Exercise prompt – In the essay below on what teachers should teach, please find the percentage of Covid vaccine shots that were administered in high- and upper-middle-income countries.

Given passage –
What Should Teachers Teach?
Educators are wringing their hands these days about how much students have “fallen behind” the past year. News story after news story laments a year of “lost learning.”
Those premature dirges assume a very narrow definition of “learning.”
Students everywhere have learned a great deal the past year. But what they’ve learned is far from the classic facts that they get tested on in English and algebra classes.
If math and reading scores are down, knowledge about the world is up. Way up.
This past year, K-12 students have learned about viruses and epidemiology, racism and social justice, shortages and supply chains, loneliness and community. From math and science to history and psychology, the lessons are profound, and worth exploring in great depth. Instead of starting the school year regretting missed lessons that emphasize failure, how about starting on a note of opportunity?
This may be the biggest teachable moment in any contemporary schoolteacher’s career. Teachers: grab it! What might new syllabi look like?
Crafting active-learning exercises across 45 years of teaching college students has inspired me to rethink current pedagogical challenges. Let’s imagine some Covid-inspired curricula.
History: In what ways did, and didn’t, the Covid pandemic replicate the 1918-20 influenza pandemic? The Black Plague? What lessons do past pandemics hold for the future? How should students evaluate divergent data, rival interpretations, and competing claims?
Math: Teach students to read charts tracking Covid infections and vaccinations. Compare the utility of different ways to visualize quantitative data. Do tables or bar graphs best illustrate certain kinds of data?
Do pie charts better illustrate other kinds of data? Are all published tables equally accurate? How should students evaluate divergent data, rival interpretations, and competing claims?
Biology: How do viruses infect people? What are all those spikes on the Coronavirus, anyway, and why is it called a “coronavirus”? How do vaccines work? How should students evaluate divergent data, rival interpretations, and competing claims?
Social studies: How does critical race theory explain George Floyd’s murder? How does democracy work? Why have 78 percent of Covid vaccine shots been administered in high- and upper-middle-income countries, while only 0.5 percent of doses have been administered in low-income countries? How should students evaluate divergent data, rival interpretations, and competing claims?

Stored data –
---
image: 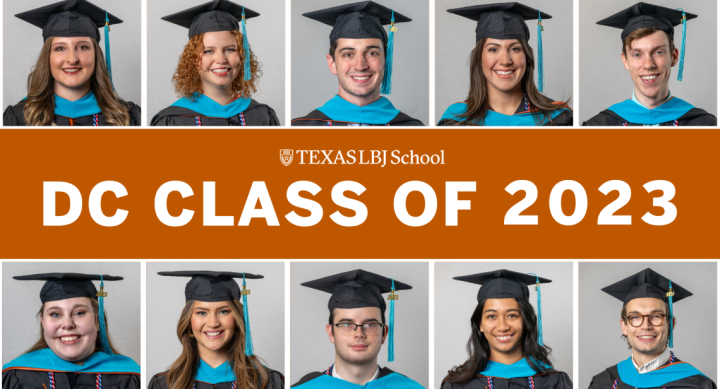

Written response – 78 percent